• _WORK INSTRUCTIONS_
Restate the whole listing word for word. Pictures are left out.

• _EXCERPTED RECORDS_
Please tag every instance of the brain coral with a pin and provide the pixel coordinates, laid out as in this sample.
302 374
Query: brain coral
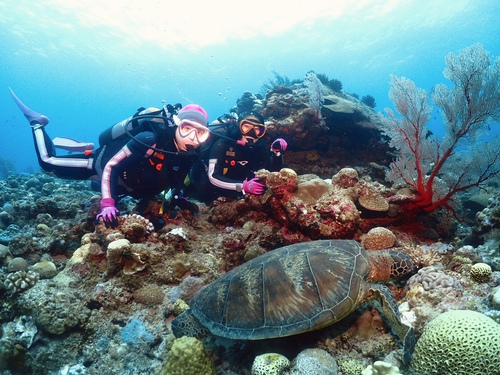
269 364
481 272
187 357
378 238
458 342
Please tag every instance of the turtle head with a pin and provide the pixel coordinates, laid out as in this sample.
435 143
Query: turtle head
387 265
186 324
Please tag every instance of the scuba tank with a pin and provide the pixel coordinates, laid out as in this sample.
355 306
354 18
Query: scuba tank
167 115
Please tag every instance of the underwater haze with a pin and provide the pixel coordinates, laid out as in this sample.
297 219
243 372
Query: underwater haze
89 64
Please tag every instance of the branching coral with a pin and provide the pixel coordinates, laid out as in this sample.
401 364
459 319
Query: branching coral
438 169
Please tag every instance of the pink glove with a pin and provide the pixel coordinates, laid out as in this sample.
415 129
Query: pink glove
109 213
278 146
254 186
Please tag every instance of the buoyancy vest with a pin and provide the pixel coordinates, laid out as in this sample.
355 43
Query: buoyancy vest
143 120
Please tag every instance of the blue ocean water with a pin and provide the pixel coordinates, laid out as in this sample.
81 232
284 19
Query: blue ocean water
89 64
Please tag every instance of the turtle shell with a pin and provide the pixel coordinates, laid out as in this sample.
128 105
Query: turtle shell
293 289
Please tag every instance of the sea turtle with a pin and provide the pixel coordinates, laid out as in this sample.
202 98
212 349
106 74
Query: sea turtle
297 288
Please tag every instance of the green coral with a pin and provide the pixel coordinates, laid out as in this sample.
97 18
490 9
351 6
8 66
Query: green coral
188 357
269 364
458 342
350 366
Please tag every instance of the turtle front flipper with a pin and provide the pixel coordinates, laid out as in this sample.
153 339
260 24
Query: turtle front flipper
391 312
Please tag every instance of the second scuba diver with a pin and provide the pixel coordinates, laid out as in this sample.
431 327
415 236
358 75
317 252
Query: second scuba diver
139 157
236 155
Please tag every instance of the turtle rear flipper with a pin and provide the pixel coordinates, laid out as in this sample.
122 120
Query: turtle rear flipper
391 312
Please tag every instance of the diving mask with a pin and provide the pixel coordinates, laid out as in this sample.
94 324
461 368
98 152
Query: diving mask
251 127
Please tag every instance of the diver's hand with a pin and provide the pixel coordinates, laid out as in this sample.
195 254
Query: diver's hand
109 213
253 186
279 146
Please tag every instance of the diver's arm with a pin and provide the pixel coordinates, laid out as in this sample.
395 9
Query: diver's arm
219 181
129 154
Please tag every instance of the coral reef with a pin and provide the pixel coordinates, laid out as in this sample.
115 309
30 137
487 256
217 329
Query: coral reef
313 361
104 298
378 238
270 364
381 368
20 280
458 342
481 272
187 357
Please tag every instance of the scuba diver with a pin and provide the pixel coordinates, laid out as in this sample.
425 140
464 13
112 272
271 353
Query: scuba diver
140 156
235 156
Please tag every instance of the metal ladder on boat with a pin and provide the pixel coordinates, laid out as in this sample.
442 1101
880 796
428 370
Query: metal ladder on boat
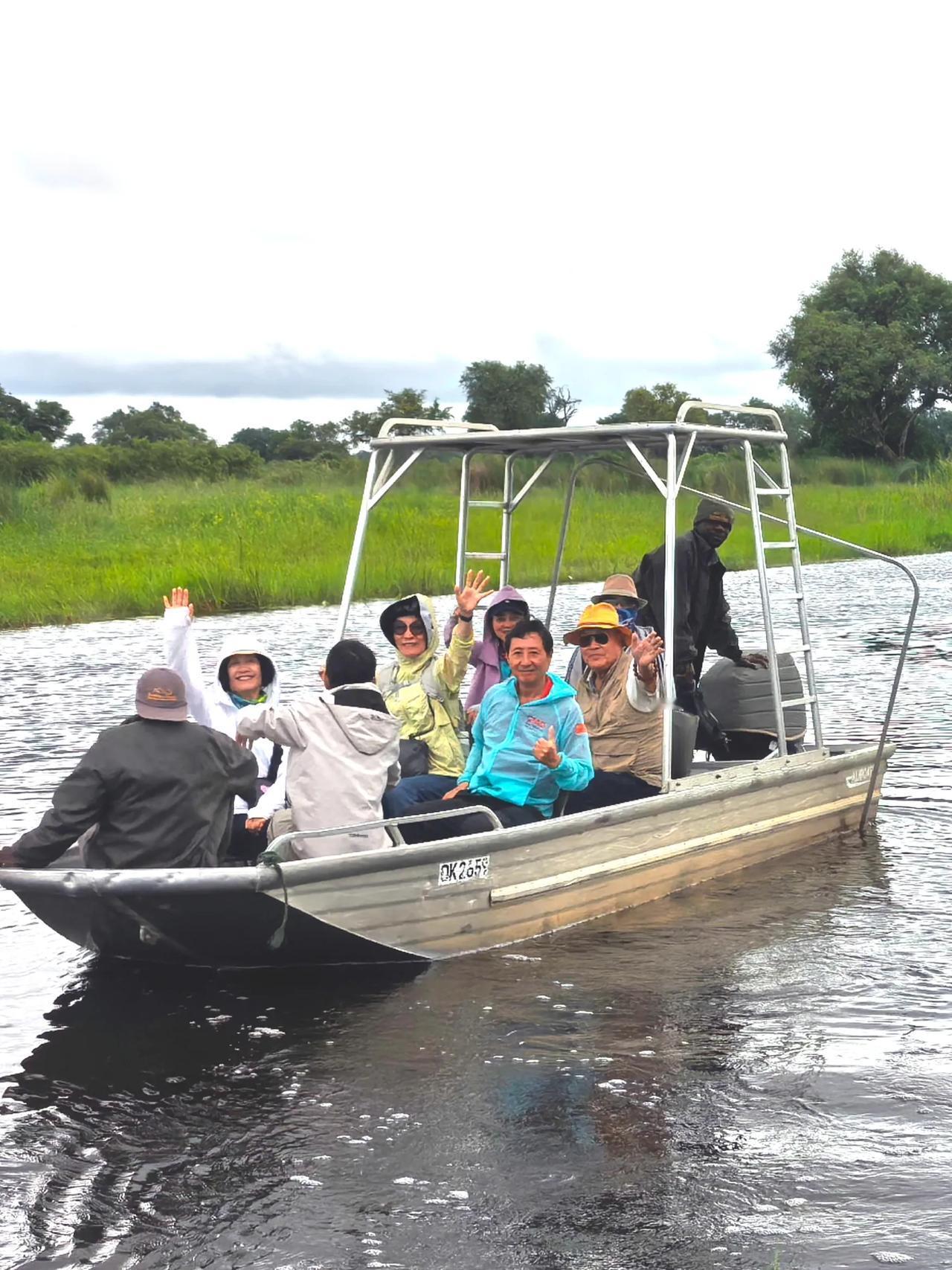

• _WRITTEN ANSWER_
Please tag every instance of the brain coral with a pin and provide the pixel coordinates, laid out as in this sample.
302 374
Query: brain coral
269 364
481 272
187 357
378 238
458 342
Please tag every instance of the turtle head with a pin and provide the pixel coordinates, laid out as in this sample.
435 143
Query: turtle head
387 265
186 324
Please tag every instance of the scuba tank with a pin and provide the pixel coordinates, laid out as in this sample.
355 306
354 18
Query: scuba tank
167 115
Please tag every instance of the underwater haze with a pin and provide the pixel coordinates, laid out as in this sample.
297 219
243 372
Query: underwater haze
89 64
Please tag every instance of the branching coral with a pin and provide the pixel coordinates, laid out as in this sample.
401 364
459 319
Query: branching coral
438 169
Please tag every instance of the pink glove with a pin and provide the pixel coordinates, laid out as in this sample.
415 129
Query: pink glove
109 213
278 146
254 186
Please tag every instance of the buoyancy vest with a pin and provide the pixel coordinates, laid out as in this sample.
355 43
Query: buoyancy vest
143 120
Please tag every instance of the blue ocean water with a pin and provide the pixel coordinates, laid out as in this sample.
81 232
284 19
Query: blue ocean water
89 64
Please tag every instance of the turtle shell with a pin and provide the pixel coordinates, laid out as in this sample.
128 105
Query: turtle shell
293 289
Please tag every instance of the sea turtle with a pin and provide the pixel coordinates, laid out as in this sample.
202 98
212 349
106 74
Query: sea turtle
297 288
Please tag every instance of the green coral with a pin and provide the pixel coordinates, laid out as in this sample.
97 18
490 9
351 6
8 66
Query: green coral
188 357
269 364
458 342
350 366
Please tag every instance of the turtle front flipper with a pin and provide the pixel coordinates, laid out as in this sample.
153 339
260 24
Query: turtle front flipper
391 312
Please tag every instance of the second scuba diver with a pin and provide the pixel coordinates, laid out as in this sample.
431 327
415 236
358 75
317 252
Query: second scuba diver
139 157
236 155
Please tag every instance of the turtle rear flipper with a pin and provide the pixel coordinates, laid out as in this sample.
122 120
Query: turtle rear flipper
391 312
Please tag every instance of the diving mask with a pin and provide the pixel coordinates, laid out as in this sample.
94 324
461 368
98 152
Query: diving mask
251 127
Please tag every instance of the diver's hand with a pin and provide the pixel coordinates, laid out as in this sample.
195 254
Query: diver's hand
109 213
253 186
279 146
Please tag every instance of the diver's arm with a pin and provide the pixel coordinates, laid out as in this sample.
395 9
Query: diver's arm
219 181
129 154
Please tag every instance of the coral reef with a pin and provide the pixel coordinates, laid out as in this sample.
115 309
30 137
487 256
217 329
Query: coral reef
313 361
104 298
378 238
270 364
381 368
20 280
458 342
481 272
187 357
Please tag every instance of the scuba diver with a pin and provide the pixel coordinates, laid out as in this sample.
425 140
464 13
112 272
271 353
Query: scuba diver
140 156
235 156
Please tag every instance of the metal ladder on boat with a pin and provide the pixel coordinates, laid out as in this sample.
442 1101
880 796
428 370
Query: metal ladder on boat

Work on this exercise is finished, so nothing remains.